* Start Document passage *

That was exactly my reasoning too...
for choosing 'Let It Bleed' over 'Beggar's Banquet'! It's a shame not to include it, as 'No Expectations' in particular is such a wonderful tune.
Wizard sleeve
Now we can see where this is heading, where does the forum stand on Satanic Majesties, then?
Curio or clunker?
Never bought it myself, so can't comment.
So-so...
worth the price of admission for '2000 Lights Years From Home', which is stunning.
Wizard sleeve
Now we can see where this is heading, where does the forum stand on Satanic Majesties, then?
Curio or clunker?
Never bought it myself, so can't comment.
Dirty Work is worse
'Satanic Majesties' does have a high howler count, and a Bill Wyman Song. But for balance also contains..
'She's a Rainbow',
'2000 Light Years From Home'
'Sing This All Together' with Macca and Lennon on backing vox
'Citadel'later covered by The Damned
The best 'Dirty Work' can offer is 'Harlem Shuffle' and 'One Hit (To The Body)' It's the Rolling Stones running on fumes.
Not only are you correct...
...in your summing up of Dirty Work but you have also selected the correct 4 tracks for the Satanic Majesties EP.
The first two are easy
You've got to have:
Let it Bleed
Exile on Main Street
The 3rd would have to come from either Beggar's Banquet, Get Yer Ya Ya's Out or Sticky Fingers. If the house was burning down I woudn't dither over the 3rd.
I've never heard all of Satanic Majesties, but the bits I've heard make it fairly disposable.
the purple period
Suppose nearly everybodys three will come from the period of Beggars thru to Exile. I'll have to leave Sticky Fingers out 'cos even though where it's good, it's great, I find 'Can't you hear me knocking' to be just that little bit too dragged out.

* End Document passage *
* Start Material provided *

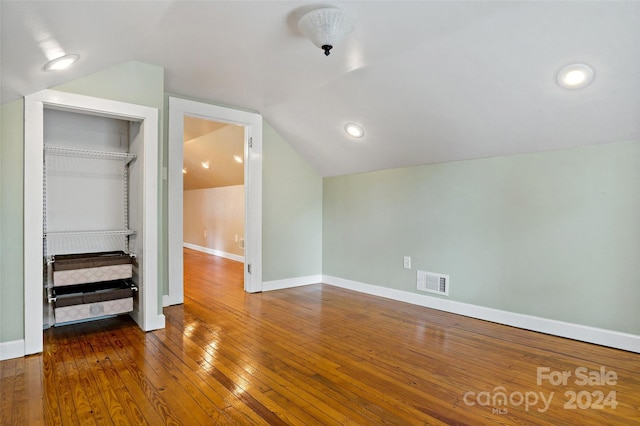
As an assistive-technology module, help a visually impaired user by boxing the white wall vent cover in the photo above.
[417,271,449,296]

* End Material provided *

What the exercise asks
Duplicate the Rolling Stones forum thread in full, word for word. The listing has no connection to the forum thread.

Solution for this problem
That was exactly my reasoning too...
for choosing 'Let It Bleed' over 'Beggar's Banquet'! It's a shame not to include it, as 'No Expectations' in particular is such a wonderful tune.
Wizard sleeve
Now we can see where this is heading, where does the forum stand on Satanic Majesties, then?
Curio or clunker?
Never bought it myself, so can't comment.
So-so...
worth the price of admission for '2000 Lights Years From Home', which is stunning.
Wizard sleeve
Now we can see where this is heading, where does the forum stand on Satanic Majesties, then?
Curio or clunker?
Never bought it myself, so can't comment.
Dirty Work is worse
'Satanic Majesties' does have a high howler count, and a Bill Wyman Song. But for balance also contains..
'She's a Rainbow',
'2000 Light Years From Home'
'Sing This All Together' with Macca and Lennon on backing vox
'Citadel'later covered by The Damned
The best 'Dirty Work' can offer is 'Harlem Shuffle' and 'One Hit (To The Body)' It's the Rolling Stones running on fumes.
Not only are you correct...
...in your summing up of Dirty Work but you have also selected the correct 4 tracks for the Satanic Majesties EP.
The first two are easy
You've got to have:
Let it Bleed
Exile on Main Street
The 3rd would have to come from either Beggar's Banquet, Get Yer Ya Ya's Out or Sticky Fingers. If the house was burning down I woudn't dither over the 3rd.
I've never heard all of Satanic Majesties, but the bits I've heard make it fairly disposable.
the purple period
Suppose nearly everybodys three will come from the period of Beggars thru to Exile. I'll have to leave Sticky Fingers out 'cos even though where it's good, it's great, I find 'Can't you hear me knocking' to be just that little bit too dragged out.